▶ _WHAT IS REQUIRED_:
Each line of the data below that holds the word "citrus" is to be reported in full.

[Image point grounding data]
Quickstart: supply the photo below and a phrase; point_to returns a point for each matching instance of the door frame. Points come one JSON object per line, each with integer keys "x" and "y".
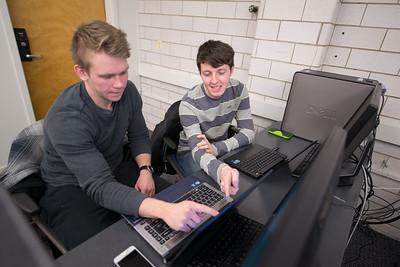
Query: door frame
{"x": 111, "y": 10}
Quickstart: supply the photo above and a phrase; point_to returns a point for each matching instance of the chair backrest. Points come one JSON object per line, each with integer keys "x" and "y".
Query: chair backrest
{"x": 170, "y": 127}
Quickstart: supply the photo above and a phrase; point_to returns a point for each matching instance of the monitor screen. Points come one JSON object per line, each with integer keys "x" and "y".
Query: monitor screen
{"x": 320, "y": 100}
{"x": 292, "y": 236}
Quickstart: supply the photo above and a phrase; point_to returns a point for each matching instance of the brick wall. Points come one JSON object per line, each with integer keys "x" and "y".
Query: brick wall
{"x": 360, "y": 38}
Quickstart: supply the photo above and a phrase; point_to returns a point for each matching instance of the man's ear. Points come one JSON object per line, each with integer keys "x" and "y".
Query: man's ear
{"x": 81, "y": 72}
{"x": 232, "y": 69}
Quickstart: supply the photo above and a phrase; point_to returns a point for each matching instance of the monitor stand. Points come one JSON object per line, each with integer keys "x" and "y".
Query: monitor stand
{"x": 347, "y": 176}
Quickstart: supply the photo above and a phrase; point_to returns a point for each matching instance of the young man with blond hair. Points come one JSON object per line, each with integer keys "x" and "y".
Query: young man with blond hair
{"x": 88, "y": 182}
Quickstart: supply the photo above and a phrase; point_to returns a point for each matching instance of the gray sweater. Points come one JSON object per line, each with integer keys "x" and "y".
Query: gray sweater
{"x": 83, "y": 144}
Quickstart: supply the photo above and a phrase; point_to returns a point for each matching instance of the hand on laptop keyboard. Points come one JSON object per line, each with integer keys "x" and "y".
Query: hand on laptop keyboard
{"x": 229, "y": 180}
{"x": 186, "y": 215}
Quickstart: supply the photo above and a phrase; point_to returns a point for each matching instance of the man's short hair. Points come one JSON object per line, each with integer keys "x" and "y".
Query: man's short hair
{"x": 215, "y": 53}
{"x": 98, "y": 36}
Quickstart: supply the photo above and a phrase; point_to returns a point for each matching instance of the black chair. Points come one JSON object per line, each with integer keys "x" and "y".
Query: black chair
{"x": 165, "y": 141}
{"x": 22, "y": 179}
{"x": 26, "y": 195}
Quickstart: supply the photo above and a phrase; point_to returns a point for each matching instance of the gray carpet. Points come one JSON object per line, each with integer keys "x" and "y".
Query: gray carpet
{"x": 370, "y": 248}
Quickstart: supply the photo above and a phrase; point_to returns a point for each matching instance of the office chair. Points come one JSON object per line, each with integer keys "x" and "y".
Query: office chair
{"x": 22, "y": 179}
{"x": 165, "y": 141}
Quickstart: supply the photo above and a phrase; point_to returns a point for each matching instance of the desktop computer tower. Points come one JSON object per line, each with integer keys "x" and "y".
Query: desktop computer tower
{"x": 320, "y": 100}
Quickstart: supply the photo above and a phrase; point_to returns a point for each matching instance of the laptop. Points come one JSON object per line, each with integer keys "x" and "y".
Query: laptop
{"x": 158, "y": 234}
{"x": 255, "y": 160}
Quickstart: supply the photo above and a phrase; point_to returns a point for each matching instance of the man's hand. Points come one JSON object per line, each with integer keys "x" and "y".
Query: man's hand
{"x": 229, "y": 180}
{"x": 185, "y": 215}
{"x": 145, "y": 183}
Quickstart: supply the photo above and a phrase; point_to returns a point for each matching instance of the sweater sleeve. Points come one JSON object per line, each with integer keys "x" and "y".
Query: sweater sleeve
{"x": 72, "y": 137}
{"x": 138, "y": 134}
{"x": 245, "y": 125}
{"x": 191, "y": 126}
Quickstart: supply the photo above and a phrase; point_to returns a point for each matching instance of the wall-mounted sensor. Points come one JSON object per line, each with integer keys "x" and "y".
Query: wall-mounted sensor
{"x": 253, "y": 9}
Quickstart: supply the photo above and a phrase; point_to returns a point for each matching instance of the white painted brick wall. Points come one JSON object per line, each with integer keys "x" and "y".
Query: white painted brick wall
{"x": 382, "y": 16}
{"x": 308, "y": 55}
{"x": 215, "y": 9}
{"x": 233, "y": 27}
{"x": 181, "y": 23}
{"x": 374, "y": 61}
{"x": 283, "y": 9}
{"x": 391, "y": 108}
{"x": 284, "y": 71}
{"x": 268, "y": 87}
{"x": 321, "y": 10}
{"x": 337, "y": 56}
{"x": 299, "y": 32}
{"x": 193, "y": 38}
{"x": 205, "y": 25}
{"x": 171, "y": 7}
{"x": 260, "y": 67}
{"x": 351, "y": 14}
{"x": 326, "y": 34}
{"x": 392, "y": 83}
{"x": 275, "y": 50}
{"x": 241, "y": 44}
{"x": 357, "y": 37}
{"x": 267, "y": 29}
{"x": 286, "y": 35}
{"x": 152, "y": 6}
{"x": 392, "y": 41}
{"x": 194, "y": 8}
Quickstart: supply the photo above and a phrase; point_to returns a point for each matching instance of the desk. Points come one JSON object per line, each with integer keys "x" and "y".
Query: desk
{"x": 102, "y": 248}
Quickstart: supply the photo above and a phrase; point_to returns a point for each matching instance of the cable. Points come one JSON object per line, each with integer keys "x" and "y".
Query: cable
{"x": 363, "y": 206}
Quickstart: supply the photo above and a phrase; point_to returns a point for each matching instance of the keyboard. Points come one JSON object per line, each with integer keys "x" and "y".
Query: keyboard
{"x": 231, "y": 242}
{"x": 161, "y": 237}
{"x": 259, "y": 163}
{"x": 300, "y": 170}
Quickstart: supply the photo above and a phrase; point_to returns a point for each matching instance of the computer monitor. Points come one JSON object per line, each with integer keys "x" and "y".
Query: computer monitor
{"x": 19, "y": 245}
{"x": 320, "y": 100}
{"x": 291, "y": 238}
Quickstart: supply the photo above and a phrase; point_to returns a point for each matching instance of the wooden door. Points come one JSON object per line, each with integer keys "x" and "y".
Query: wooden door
{"x": 49, "y": 25}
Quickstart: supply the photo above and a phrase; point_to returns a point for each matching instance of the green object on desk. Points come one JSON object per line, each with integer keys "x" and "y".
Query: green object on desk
{"x": 281, "y": 134}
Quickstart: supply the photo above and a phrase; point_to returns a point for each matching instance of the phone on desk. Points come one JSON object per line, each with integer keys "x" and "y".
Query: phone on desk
{"x": 132, "y": 257}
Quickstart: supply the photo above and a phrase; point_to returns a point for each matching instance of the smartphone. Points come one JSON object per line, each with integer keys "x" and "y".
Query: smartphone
{"x": 132, "y": 257}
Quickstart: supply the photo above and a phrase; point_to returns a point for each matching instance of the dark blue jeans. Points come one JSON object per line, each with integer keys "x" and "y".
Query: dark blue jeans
{"x": 75, "y": 217}
{"x": 187, "y": 163}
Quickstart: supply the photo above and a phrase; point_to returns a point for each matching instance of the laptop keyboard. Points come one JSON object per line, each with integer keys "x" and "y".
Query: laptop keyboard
{"x": 231, "y": 243}
{"x": 161, "y": 233}
{"x": 260, "y": 163}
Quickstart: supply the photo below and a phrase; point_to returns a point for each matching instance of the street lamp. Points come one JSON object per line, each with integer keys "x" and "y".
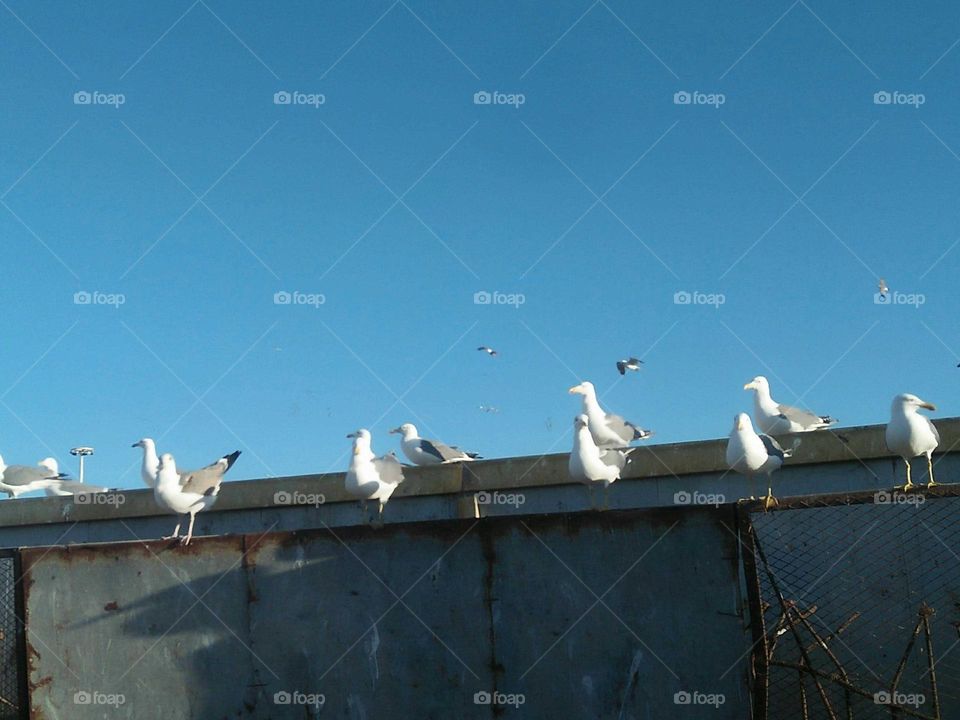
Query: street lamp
{"x": 81, "y": 452}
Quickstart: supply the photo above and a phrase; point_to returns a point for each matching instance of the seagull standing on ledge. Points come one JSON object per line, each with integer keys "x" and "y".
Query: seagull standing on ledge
{"x": 428, "y": 452}
{"x": 370, "y": 477}
{"x": 191, "y": 491}
{"x": 910, "y": 434}
{"x": 751, "y": 454}
{"x": 18, "y": 479}
{"x": 592, "y": 465}
{"x": 151, "y": 463}
{"x": 775, "y": 419}
{"x": 608, "y": 430}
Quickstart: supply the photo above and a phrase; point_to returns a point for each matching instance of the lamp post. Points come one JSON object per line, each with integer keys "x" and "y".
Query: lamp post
{"x": 81, "y": 452}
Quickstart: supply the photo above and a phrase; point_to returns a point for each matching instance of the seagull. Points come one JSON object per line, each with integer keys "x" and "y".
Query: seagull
{"x": 151, "y": 463}
{"x": 18, "y": 479}
{"x": 370, "y": 477}
{"x": 592, "y": 465}
{"x": 628, "y": 364}
{"x": 190, "y": 491}
{"x": 608, "y": 430}
{"x": 775, "y": 419}
{"x": 428, "y": 452}
{"x": 910, "y": 434}
{"x": 752, "y": 454}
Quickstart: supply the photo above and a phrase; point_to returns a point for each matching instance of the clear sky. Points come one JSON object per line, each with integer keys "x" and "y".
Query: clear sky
{"x": 587, "y": 189}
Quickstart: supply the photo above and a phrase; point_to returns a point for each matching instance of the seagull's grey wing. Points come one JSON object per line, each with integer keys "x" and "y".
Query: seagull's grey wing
{"x": 444, "y": 452}
{"x": 804, "y": 418}
{"x": 625, "y": 429}
{"x": 773, "y": 447}
{"x": 26, "y": 474}
{"x": 389, "y": 469}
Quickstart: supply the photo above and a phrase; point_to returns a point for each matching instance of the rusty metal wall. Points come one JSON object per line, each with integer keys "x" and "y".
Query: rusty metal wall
{"x": 619, "y": 614}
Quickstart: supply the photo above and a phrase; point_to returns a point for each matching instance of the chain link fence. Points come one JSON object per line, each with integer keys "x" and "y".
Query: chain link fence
{"x": 855, "y": 601}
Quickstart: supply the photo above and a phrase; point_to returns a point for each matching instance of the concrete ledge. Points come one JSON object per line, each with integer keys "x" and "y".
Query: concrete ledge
{"x": 657, "y": 462}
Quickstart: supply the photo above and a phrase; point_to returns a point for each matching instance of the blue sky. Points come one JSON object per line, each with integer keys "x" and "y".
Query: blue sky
{"x": 398, "y": 198}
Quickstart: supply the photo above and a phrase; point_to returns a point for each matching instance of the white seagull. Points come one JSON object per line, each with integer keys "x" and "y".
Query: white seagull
{"x": 151, "y": 463}
{"x": 592, "y": 465}
{"x": 370, "y": 477}
{"x": 18, "y": 479}
{"x": 191, "y": 491}
{"x": 752, "y": 454}
{"x": 910, "y": 434}
{"x": 428, "y": 452}
{"x": 775, "y": 419}
{"x": 608, "y": 430}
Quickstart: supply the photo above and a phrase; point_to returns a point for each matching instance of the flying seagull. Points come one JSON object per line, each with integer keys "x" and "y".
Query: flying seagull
{"x": 910, "y": 434}
{"x": 151, "y": 463}
{"x": 752, "y": 454}
{"x": 370, "y": 477}
{"x": 185, "y": 492}
{"x": 428, "y": 452}
{"x": 628, "y": 364}
{"x": 608, "y": 430}
{"x": 775, "y": 419}
{"x": 592, "y": 465}
{"x": 18, "y": 479}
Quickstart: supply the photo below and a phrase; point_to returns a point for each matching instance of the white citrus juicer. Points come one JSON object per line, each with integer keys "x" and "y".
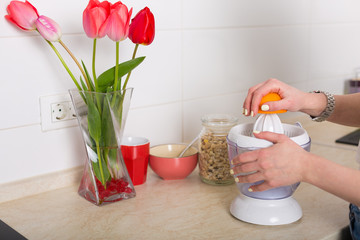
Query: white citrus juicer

▶ _ANSWER SPACE_:
Quickstart: supply the photo below and a phrase; point_to returns a point for each matching instance of the white citrus juicer. Points come one JSON object per line, each with integer keys "x" and "y".
Query: white citrus juicer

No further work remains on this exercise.